It may be mentioned that there has been no law of pre-emption in India which would be applied in Goa. But the Law of Preemption in Goa prevailed and hence, the plaintiffs sued under that law being Article 1566 of the PCC. Since there has been no other law made by the Parliament in respect of the right of pre-emption in India which was made applicable to Goa, that law continues to be in force including its proviso, showing the period of limitation for such a cause of action. Rightly, therefore, the plaintiffs sued under that law. The plaintiffs have not sued under the uncodified Hindu Law applicable to India and such a law relating to pre-emption had not been made applicable in Goa. The period of limitation would, therefore, be an adjunct to the substantive law which continues to be in force. That period of limitation would govern the plaintiffs' suit.
IN THE HIGH COURT OF BOMBAY (PANAJI BENCH)
Decided On: 21.02.2014
Appellants: Shubangi Apa Dhuri
Vs.
Respondent: Sharayu Manohar Kolgaokar
Vs.
Respondent: Sharayu Manohar Kolgaokar
Hon'ble Judges/Coram:R.S. Dalvi , J.
Citation: 2014(4)BomCR202,2014(5) MHLJ199
1. The appellants sued for exercising their right of preemption against the respondents. The suit came to be dismissed, inter alia, on the ground that it was barred by the law of limitation. An appeal therefrom has been dismissed. In this second appeal, two substantial questions of law with regard to the period of limitation and implied repeal of the limitation, specifying period of limitation are framed, which are as under:
a) Whether in a suit for pre-emption, the limitation period is governed by Article 1566 of Portuguese Civil Code or Article97 of Indian Limitation Act, 1963?b) Whether in view of Indian Limitation Act, 1963 which applies to the State of Goa and prescribes a period of limitation for a suit to enforce the right of pre-emption that part of Article 1566 prescribing a shorter period of limitation stands repealed?

== To do ==
A – From the ruling, write out the part that opens with the words containing "Decided On: 21.02.2014" and closes with "Judges/Coram:R.S. Dalvi , J.".
B – According to the ruling, under which article of the Portuguese Civil Code did the plaintiffs bring their suit?
The listing after this point is separate material, unrelated to the ruling.

(Named-object pointing listing)
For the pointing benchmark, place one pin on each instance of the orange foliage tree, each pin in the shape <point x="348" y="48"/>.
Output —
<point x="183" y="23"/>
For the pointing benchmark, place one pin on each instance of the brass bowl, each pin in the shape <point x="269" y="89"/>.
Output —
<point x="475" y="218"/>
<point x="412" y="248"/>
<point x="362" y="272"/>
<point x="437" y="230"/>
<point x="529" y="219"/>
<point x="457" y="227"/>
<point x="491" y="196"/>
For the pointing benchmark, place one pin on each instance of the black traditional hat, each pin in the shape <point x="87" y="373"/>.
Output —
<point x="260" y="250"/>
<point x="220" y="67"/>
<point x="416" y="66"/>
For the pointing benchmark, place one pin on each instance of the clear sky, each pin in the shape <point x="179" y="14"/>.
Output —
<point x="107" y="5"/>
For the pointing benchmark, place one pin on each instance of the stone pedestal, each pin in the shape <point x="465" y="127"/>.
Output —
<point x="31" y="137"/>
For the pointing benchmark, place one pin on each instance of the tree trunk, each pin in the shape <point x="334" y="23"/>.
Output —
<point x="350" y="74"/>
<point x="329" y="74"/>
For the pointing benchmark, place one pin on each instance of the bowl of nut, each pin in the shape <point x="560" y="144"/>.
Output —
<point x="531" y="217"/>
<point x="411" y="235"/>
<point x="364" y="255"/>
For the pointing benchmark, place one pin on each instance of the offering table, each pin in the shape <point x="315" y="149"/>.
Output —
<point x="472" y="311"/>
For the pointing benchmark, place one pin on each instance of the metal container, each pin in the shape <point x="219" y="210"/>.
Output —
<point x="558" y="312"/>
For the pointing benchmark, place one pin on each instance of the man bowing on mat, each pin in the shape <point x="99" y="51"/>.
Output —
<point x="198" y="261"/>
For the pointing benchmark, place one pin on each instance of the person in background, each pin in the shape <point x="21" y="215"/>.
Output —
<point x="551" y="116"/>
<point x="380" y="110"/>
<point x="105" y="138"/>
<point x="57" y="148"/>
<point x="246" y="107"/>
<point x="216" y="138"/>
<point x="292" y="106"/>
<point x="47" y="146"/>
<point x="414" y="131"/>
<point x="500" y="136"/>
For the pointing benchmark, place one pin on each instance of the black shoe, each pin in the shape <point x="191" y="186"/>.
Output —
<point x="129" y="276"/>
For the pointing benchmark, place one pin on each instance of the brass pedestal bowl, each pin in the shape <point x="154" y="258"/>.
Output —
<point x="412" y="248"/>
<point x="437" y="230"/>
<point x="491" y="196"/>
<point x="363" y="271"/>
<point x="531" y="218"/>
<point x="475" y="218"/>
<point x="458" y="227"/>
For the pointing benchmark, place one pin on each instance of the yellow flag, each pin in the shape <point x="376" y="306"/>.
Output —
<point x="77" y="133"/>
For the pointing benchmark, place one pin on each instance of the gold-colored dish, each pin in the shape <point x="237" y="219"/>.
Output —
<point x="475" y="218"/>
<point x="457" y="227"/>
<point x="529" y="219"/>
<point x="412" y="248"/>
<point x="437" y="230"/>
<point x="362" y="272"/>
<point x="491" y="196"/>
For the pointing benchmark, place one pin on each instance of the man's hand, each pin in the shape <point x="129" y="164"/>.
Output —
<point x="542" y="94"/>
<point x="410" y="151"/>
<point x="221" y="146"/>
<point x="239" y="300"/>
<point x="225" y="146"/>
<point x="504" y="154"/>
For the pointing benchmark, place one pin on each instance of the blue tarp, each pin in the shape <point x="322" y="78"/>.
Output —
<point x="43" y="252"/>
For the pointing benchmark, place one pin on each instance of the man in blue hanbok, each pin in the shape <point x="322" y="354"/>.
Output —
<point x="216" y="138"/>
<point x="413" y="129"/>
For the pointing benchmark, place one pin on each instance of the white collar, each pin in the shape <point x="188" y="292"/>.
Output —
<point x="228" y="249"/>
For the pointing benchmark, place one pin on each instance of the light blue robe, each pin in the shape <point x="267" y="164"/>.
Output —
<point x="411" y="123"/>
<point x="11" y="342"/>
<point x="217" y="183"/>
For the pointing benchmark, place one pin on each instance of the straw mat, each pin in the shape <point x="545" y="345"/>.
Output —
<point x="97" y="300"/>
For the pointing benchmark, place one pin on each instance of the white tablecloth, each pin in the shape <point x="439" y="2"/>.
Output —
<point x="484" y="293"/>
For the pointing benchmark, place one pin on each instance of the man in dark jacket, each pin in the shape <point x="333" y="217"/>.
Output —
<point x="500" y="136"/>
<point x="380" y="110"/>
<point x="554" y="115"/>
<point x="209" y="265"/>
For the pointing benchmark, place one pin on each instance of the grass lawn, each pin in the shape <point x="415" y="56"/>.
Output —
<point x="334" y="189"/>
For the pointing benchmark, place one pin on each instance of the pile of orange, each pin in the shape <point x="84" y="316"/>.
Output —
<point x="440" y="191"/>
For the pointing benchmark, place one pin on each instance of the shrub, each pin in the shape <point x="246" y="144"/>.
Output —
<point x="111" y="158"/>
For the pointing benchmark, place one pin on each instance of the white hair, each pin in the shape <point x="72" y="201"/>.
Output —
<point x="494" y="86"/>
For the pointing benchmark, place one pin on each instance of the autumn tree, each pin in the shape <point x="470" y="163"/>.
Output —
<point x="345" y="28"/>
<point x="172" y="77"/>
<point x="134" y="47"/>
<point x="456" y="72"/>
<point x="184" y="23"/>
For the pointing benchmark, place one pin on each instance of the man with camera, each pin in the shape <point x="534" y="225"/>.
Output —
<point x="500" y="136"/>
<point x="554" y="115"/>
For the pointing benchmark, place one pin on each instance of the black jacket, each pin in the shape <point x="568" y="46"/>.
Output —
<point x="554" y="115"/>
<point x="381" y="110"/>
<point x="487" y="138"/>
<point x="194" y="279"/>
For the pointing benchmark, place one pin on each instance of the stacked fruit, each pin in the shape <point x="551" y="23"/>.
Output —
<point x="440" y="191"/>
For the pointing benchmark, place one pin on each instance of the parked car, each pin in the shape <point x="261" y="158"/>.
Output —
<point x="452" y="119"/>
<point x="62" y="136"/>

== Results in order ==
A –
Decided On: 21.02.2014
Appellants: Shubangi Apa Dhuri
Vs.
Respondent: Sharayu Manohar Kolgaokar
Vs.
Respondent: Sharayu Manohar Kolgaokar
Hon'ble Judges/Coram:R.S. Dalvi , J.

B – Article 1566